**What the task asks:** Write out the lines below as a JSON list of strings, one string for each line, skipping blank lines. Omit the pictures from your answer.

(Collected data entries)
☆ ☆ ☆ ☆ ☆

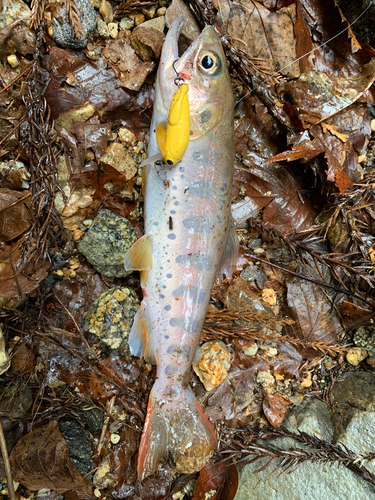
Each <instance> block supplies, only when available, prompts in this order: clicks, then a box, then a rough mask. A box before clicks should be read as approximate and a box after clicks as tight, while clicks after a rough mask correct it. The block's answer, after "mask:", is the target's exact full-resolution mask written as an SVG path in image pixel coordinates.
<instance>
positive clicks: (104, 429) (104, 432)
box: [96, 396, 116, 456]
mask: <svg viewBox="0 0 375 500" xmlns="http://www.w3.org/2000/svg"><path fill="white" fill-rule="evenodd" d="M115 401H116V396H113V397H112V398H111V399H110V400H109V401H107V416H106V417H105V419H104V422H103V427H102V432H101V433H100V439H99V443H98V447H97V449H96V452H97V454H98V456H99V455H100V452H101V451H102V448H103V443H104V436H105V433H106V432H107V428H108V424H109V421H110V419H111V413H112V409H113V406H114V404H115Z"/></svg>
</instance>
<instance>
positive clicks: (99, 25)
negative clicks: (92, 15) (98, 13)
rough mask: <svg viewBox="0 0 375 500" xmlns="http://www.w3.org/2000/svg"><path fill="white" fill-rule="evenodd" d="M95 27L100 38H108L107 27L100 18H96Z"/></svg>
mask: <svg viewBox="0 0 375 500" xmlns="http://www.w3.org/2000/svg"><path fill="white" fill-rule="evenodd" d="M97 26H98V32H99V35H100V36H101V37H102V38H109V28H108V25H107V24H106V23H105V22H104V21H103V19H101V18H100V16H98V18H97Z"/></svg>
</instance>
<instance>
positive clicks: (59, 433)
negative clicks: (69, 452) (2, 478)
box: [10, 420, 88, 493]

☆ ☆ ☆ ☆ ☆

**Task result:**
[
  "Each <instance> block supplies, only when available, prompts in this order: clicks, then a box, then a rough mask. A box before clicks should be read as approximate and a box after clicks as tight, while clicks after a rough mask correct it. The block's answer, after \"mask:\", is the target's exact full-resolution mask written as an SVG path in image pixel coordinates.",
  "<instance>",
  "positive clicks: (104, 429) (104, 432)",
  "box: [96, 396, 116, 456]",
  "mask: <svg viewBox=\"0 0 375 500\" xmlns=\"http://www.w3.org/2000/svg\"><path fill=\"white\" fill-rule=\"evenodd\" d=\"M115 401H116V396H113V397H112V398H111V399H110V400H109V401H107V416H106V417H105V419H104V422H103V427H102V432H101V433H100V439H99V443H98V447H97V449H96V452H97V454H98V456H99V455H100V452H101V451H102V448H103V443H104V436H105V433H106V432H107V428H108V424H109V421H110V419H111V413H112V409H113V406H114V404H115Z\"/></svg>",
  "</instance>",
  "<instance>",
  "positive clicks: (99, 25)",
  "negative clicks: (92, 15) (98, 13)",
  "rough mask: <svg viewBox=\"0 0 375 500\" xmlns=\"http://www.w3.org/2000/svg\"><path fill=\"white\" fill-rule=\"evenodd\" d=\"M95 27L100 38H108L107 27L100 18H96Z\"/></svg>",
  "mask: <svg viewBox=\"0 0 375 500\" xmlns=\"http://www.w3.org/2000/svg\"><path fill=\"white\" fill-rule=\"evenodd\" d=\"M97 26H98V32H99V35H100V36H101V37H102V38H109V28H108V25H107V24H106V23H105V22H104V21H103V19H101V18H100V16H98V18H97Z\"/></svg>",
  "</instance>",
  "<instance>",
  "positive clicks: (59, 433)",
  "negative clicks: (69, 452) (2, 478)",
  "box: [10, 420, 88, 493]"
]